> [Exercise brief]: Starting at the line that contains "Target: white tank top" in the listing below, write out every line word for word until you have written the line that contains "Target: tidal pool".

> [Data provided]:
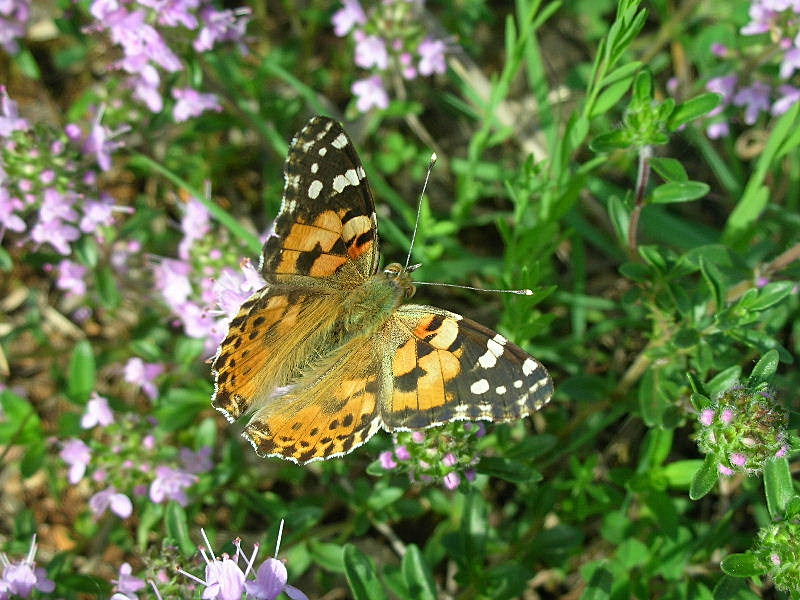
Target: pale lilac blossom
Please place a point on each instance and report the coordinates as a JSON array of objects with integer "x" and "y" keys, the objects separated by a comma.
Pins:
[
  {"x": 22, "y": 577},
  {"x": 127, "y": 585},
  {"x": 371, "y": 52},
  {"x": 432, "y": 59},
  {"x": 98, "y": 412},
  {"x": 144, "y": 375},
  {"x": 171, "y": 484},
  {"x": 347, "y": 17},
  {"x": 77, "y": 455},
  {"x": 370, "y": 93},
  {"x": 10, "y": 121},
  {"x": 111, "y": 499},
  {"x": 191, "y": 103}
]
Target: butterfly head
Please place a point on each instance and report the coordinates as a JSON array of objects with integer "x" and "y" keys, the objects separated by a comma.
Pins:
[{"x": 400, "y": 277}]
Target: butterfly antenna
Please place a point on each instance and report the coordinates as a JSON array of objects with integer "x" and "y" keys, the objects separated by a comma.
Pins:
[
  {"x": 431, "y": 162},
  {"x": 522, "y": 292}
]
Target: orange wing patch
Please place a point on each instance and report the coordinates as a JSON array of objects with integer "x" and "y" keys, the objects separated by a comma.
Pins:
[{"x": 323, "y": 417}]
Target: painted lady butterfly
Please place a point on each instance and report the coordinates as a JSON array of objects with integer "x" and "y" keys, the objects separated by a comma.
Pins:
[{"x": 326, "y": 354}]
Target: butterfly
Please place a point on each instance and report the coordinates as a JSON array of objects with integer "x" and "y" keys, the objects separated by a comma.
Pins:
[{"x": 327, "y": 353}]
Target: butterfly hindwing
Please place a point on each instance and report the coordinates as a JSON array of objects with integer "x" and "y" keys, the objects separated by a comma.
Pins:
[
  {"x": 449, "y": 368},
  {"x": 327, "y": 215},
  {"x": 328, "y": 412}
]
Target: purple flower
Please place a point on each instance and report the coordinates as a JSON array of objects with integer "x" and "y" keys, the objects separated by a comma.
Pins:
[
  {"x": 452, "y": 480},
  {"x": 371, "y": 51},
  {"x": 22, "y": 577},
  {"x": 56, "y": 233},
  {"x": 8, "y": 217},
  {"x": 14, "y": 16},
  {"x": 449, "y": 460},
  {"x": 221, "y": 26},
  {"x": 347, "y": 17},
  {"x": 10, "y": 121},
  {"x": 738, "y": 459},
  {"x": 77, "y": 455},
  {"x": 431, "y": 54},
  {"x": 119, "y": 503},
  {"x": 754, "y": 98},
  {"x": 172, "y": 280},
  {"x": 145, "y": 88},
  {"x": 98, "y": 412},
  {"x": 190, "y": 103},
  {"x": 718, "y": 130},
  {"x": 370, "y": 93},
  {"x": 727, "y": 416},
  {"x": 170, "y": 484},
  {"x": 387, "y": 460},
  {"x": 707, "y": 417},
  {"x": 127, "y": 584},
  {"x": 144, "y": 375},
  {"x": 270, "y": 581},
  {"x": 197, "y": 462},
  {"x": 172, "y": 13}
]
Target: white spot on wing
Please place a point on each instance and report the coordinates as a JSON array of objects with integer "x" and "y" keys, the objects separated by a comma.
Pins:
[
  {"x": 479, "y": 387},
  {"x": 314, "y": 189}
]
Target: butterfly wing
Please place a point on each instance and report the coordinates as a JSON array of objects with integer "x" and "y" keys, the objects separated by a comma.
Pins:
[
  {"x": 446, "y": 367},
  {"x": 323, "y": 244},
  {"x": 327, "y": 217},
  {"x": 326, "y": 413}
]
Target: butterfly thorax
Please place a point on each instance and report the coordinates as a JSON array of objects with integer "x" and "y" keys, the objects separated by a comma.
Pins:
[{"x": 370, "y": 305}]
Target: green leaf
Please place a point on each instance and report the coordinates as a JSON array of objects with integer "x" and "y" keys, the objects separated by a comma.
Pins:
[
  {"x": 599, "y": 585},
  {"x": 611, "y": 140},
  {"x": 679, "y": 191},
  {"x": 705, "y": 478},
  {"x": 715, "y": 281},
  {"x": 770, "y": 295},
  {"x": 108, "y": 288},
  {"x": 361, "y": 575},
  {"x": 81, "y": 375},
  {"x": 742, "y": 565},
  {"x": 669, "y": 168},
  {"x": 418, "y": 577},
  {"x": 692, "y": 109},
  {"x": 765, "y": 368},
  {"x": 178, "y": 528},
  {"x": 778, "y": 487}
]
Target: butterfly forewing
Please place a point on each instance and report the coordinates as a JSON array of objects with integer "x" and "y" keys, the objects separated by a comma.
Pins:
[
  {"x": 451, "y": 368},
  {"x": 327, "y": 216}
]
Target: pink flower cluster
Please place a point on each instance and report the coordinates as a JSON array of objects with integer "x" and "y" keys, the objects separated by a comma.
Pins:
[
  {"x": 225, "y": 579},
  {"x": 46, "y": 187},
  {"x": 134, "y": 461},
  {"x": 199, "y": 287},
  {"x": 138, "y": 28},
  {"x": 409, "y": 51},
  {"x": 21, "y": 578},
  {"x": 781, "y": 20}
]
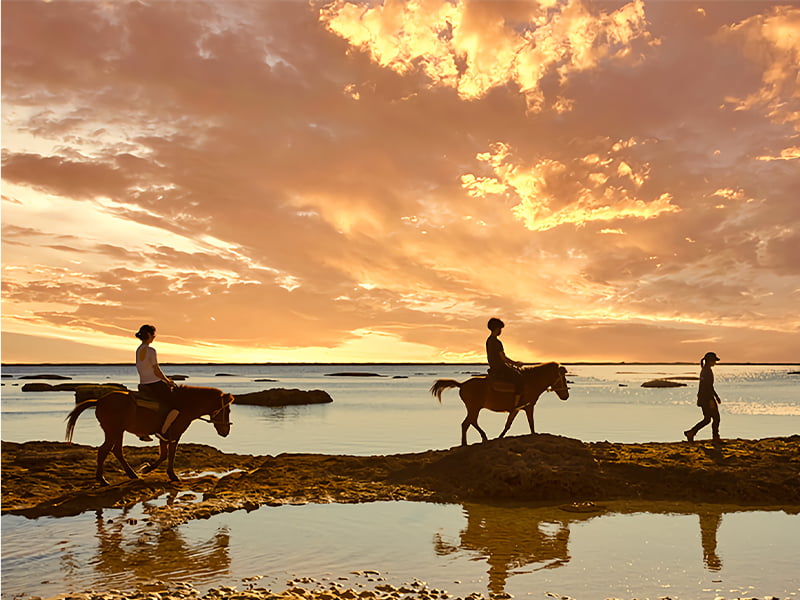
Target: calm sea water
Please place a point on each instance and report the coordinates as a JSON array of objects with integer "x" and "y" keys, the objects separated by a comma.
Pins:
[{"x": 648, "y": 550}]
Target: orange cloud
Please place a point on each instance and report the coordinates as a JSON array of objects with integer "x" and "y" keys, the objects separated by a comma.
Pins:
[
  {"x": 475, "y": 47},
  {"x": 550, "y": 192},
  {"x": 771, "y": 41}
]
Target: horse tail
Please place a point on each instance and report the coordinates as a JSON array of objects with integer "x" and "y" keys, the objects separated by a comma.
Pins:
[
  {"x": 441, "y": 385},
  {"x": 72, "y": 417}
]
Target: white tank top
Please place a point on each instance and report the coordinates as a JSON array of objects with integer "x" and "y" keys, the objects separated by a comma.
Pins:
[{"x": 146, "y": 367}]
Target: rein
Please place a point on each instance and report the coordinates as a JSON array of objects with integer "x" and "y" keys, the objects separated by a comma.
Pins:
[{"x": 212, "y": 416}]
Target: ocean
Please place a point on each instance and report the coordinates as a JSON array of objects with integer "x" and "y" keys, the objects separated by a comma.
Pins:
[{"x": 631, "y": 550}]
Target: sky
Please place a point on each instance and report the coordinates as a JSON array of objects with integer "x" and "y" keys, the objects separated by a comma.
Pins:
[{"x": 291, "y": 181}]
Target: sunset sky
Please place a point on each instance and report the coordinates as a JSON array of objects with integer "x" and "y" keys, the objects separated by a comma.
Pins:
[{"x": 371, "y": 181}]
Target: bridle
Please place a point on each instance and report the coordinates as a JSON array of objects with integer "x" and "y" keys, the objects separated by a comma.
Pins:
[
  {"x": 213, "y": 416},
  {"x": 561, "y": 386}
]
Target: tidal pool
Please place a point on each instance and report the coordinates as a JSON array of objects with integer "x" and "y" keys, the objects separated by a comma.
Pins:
[{"x": 647, "y": 550}]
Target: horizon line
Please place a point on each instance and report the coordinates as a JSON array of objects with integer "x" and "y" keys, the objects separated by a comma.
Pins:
[{"x": 380, "y": 363}]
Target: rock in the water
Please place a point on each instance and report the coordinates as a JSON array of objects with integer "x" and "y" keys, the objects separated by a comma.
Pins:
[
  {"x": 353, "y": 374},
  {"x": 284, "y": 397},
  {"x": 663, "y": 383},
  {"x": 93, "y": 391}
]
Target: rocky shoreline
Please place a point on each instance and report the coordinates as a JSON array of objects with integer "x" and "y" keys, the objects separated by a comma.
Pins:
[{"x": 57, "y": 479}]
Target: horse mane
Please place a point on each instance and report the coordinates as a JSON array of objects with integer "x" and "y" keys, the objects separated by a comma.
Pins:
[{"x": 550, "y": 364}]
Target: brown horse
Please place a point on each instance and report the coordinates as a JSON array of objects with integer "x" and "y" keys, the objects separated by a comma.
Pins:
[
  {"x": 119, "y": 412},
  {"x": 479, "y": 392}
]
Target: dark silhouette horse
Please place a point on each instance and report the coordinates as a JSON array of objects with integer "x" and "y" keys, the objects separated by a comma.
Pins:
[
  {"x": 480, "y": 392},
  {"x": 119, "y": 412}
]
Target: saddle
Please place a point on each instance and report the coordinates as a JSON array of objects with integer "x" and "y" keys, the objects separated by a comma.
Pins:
[{"x": 501, "y": 386}]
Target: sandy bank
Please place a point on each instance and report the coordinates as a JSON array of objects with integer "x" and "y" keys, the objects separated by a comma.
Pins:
[{"x": 54, "y": 478}]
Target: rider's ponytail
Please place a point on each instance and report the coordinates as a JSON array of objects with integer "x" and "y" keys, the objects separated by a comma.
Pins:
[{"x": 145, "y": 331}]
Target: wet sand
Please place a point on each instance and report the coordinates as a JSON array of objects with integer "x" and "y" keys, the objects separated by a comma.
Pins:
[{"x": 57, "y": 479}]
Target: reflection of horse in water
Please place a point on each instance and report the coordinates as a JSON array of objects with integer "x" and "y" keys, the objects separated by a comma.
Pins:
[
  {"x": 127, "y": 548},
  {"x": 119, "y": 412},
  {"x": 480, "y": 392},
  {"x": 513, "y": 537}
]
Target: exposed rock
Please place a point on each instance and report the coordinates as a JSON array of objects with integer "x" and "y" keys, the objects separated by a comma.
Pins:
[
  {"x": 66, "y": 387},
  {"x": 663, "y": 383},
  {"x": 284, "y": 397},
  {"x": 92, "y": 391},
  {"x": 51, "y": 478},
  {"x": 353, "y": 374}
]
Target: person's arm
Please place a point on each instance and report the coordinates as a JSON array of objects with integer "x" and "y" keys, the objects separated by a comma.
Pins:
[
  {"x": 509, "y": 362},
  {"x": 159, "y": 373}
]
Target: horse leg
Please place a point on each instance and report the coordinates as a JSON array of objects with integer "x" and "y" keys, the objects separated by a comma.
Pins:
[
  {"x": 471, "y": 419},
  {"x": 173, "y": 447},
  {"x": 162, "y": 455},
  {"x": 511, "y": 416},
  {"x": 102, "y": 454},
  {"x": 117, "y": 450},
  {"x": 529, "y": 414}
]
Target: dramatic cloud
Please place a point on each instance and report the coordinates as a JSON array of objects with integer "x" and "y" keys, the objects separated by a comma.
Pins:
[{"x": 372, "y": 180}]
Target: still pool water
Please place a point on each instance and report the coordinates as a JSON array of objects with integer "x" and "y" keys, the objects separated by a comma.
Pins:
[
  {"x": 645, "y": 551},
  {"x": 627, "y": 551}
]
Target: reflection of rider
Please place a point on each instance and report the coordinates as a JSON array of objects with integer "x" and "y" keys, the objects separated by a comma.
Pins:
[
  {"x": 709, "y": 525},
  {"x": 500, "y": 366},
  {"x": 512, "y": 538},
  {"x": 151, "y": 380}
]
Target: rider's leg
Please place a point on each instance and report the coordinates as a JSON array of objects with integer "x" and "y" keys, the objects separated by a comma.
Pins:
[{"x": 171, "y": 416}]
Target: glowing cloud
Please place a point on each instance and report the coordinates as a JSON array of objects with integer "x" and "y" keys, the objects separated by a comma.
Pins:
[
  {"x": 599, "y": 189},
  {"x": 477, "y": 46}
]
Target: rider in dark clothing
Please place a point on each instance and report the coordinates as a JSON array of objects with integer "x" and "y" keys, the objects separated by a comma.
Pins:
[{"x": 500, "y": 366}]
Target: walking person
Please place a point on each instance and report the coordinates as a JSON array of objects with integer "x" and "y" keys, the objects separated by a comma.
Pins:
[
  {"x": 152, "y": 380},
  {"x": 707, "y": 399}
]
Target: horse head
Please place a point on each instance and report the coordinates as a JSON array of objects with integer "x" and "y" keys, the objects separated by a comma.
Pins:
[
  {"x": 559, "y": 386},
  {"x": 221, "y": 417}
]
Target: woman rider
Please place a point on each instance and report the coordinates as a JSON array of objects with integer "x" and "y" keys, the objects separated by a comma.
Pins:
[
  {"x": 151, "y": 380},
  {"x": 500, "y": 366}
]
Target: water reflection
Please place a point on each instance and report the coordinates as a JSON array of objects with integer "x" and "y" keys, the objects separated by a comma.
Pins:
[
  {"x": 709, "y": 526},
  {"x": 512, "y": 538},
  {"x": 518, "y": 540},
  {"x": 133, "y": 550}
]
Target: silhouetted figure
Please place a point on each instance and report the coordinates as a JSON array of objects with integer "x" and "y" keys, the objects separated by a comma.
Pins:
[
  {"x": 707, "y": 399},
  {"x": 500, "y": 366},
  {"x": 151, "y": 380}
]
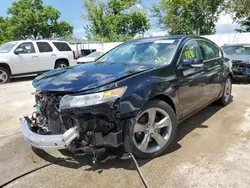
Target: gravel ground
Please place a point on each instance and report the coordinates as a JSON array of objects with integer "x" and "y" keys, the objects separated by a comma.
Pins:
[{"x": 212, "y": 149}]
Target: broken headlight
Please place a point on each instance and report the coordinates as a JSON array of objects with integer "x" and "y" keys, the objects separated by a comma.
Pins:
[{"x": 70, "y": 101}]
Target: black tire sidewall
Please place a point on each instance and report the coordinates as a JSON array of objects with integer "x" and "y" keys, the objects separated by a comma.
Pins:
[
  {"x": 8, "y": 75},
  {"x": 166, "y": 107},
  {"x": 60, "y": 63}
]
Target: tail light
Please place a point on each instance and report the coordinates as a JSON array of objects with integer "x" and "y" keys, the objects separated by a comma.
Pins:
[{"x": 74, "y": 54}]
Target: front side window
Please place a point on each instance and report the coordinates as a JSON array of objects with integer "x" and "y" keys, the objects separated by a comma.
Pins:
[
  {"x": 5, "y": 48},
  {"x": 142, "y": 52},
  {"x": 191, "y": 51},
  {"x": 208, "y": 50},
  {"x": 44, "y": 47},
  {"x": 27, "y": 48}
]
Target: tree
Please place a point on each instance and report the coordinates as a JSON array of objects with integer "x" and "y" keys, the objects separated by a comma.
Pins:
[
  {"x": 240, "y": 10},
  {"x": 30, "y": 19},
  {"x": 188, "y": 16},
  {"x": 5, "y": 35},
  {"x": 114, "y": 20}
]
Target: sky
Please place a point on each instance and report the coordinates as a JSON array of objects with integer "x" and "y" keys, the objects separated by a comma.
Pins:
[{"x": 71, "y": 10}]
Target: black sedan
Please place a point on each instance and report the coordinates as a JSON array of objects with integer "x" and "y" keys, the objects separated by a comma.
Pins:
[{"x": 131, "y": 99}]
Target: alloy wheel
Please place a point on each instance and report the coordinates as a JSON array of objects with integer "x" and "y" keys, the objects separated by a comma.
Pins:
[
  {"x": 152, "y": 130},
  {"x": 3, "y": 77}
]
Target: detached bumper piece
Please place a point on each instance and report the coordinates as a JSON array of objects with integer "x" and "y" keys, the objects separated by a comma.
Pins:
[
  {"x": 241, "y": 70},
  {"x": 60, "y": 141},
  {"x": 111, "y": 140}
]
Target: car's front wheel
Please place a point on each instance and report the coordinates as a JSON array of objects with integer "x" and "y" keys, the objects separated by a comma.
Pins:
[
  {"x": 154, "y": 130},
  {"x": 4, "y": 76},
  {"x": 227, "y": 92},
  {"x": 61, "y": 64}
]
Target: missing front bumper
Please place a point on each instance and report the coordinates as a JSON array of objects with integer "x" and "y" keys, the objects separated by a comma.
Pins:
[{"x": 60, "y": 141}]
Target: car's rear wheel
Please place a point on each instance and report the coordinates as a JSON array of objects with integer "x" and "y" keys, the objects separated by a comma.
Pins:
[
  {"x": 227, "y": 92},
  {"x": 4, "y": 76},
  {"x": 154, "y": 130},
  {"x": 61, "y": 64}
]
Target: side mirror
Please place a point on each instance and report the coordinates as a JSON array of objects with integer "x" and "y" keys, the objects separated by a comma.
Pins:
[
  {"x": 19, "y": 51},
  {"x": 197, "y": 62}
]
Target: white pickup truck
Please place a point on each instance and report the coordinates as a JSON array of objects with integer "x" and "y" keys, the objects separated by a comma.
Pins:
[{"x": 27, "y": 57}]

> [Solution below]:
Target: white tank top
Please place a point on each instance and report the coordinates as a JSON array of objects with integer "x" and "y" keys, the objects separated by a comma.
Pins:
[{"x": 146, "y": 367}]
Target: rein
Please place a point on each instance and report the coordinates as a JSON array of objects with integer "x" and "y" keys, the objects separated by a comma.
Pins:
[{"x": 212, "y": 416}]
Target: ocean
Please place a point on each instance and report the coordinates as a JSON array of objects with integer "x" and "y" keys, the objects separated by a comma.
Pins:
[{"x": 631, "y": 550}]
Target: sky
Please place a point on each instance and report the coordinates as a JSON array of objects with integer "x" and "y" keys, the objects separated by a comma.
Pins:
[{"x": 291, "y": 181}]
Target: sunset sky
Please place a point on each instance and report the coordinates as a JSON array of objects with integer "x" and "y" keys, the objects separated by a comma.
Pins:
[{"x": 371, "y": 181}]
Target: bridle
Please place a point on each instance and report the coordinates as a JSON array of objects with integer "x" and "y" keys, the objects separated by a comma.
Pins:
[
  {"x": 213, "y": 416},
  {"x": 561, "y": 386}
]
Target: tidal pool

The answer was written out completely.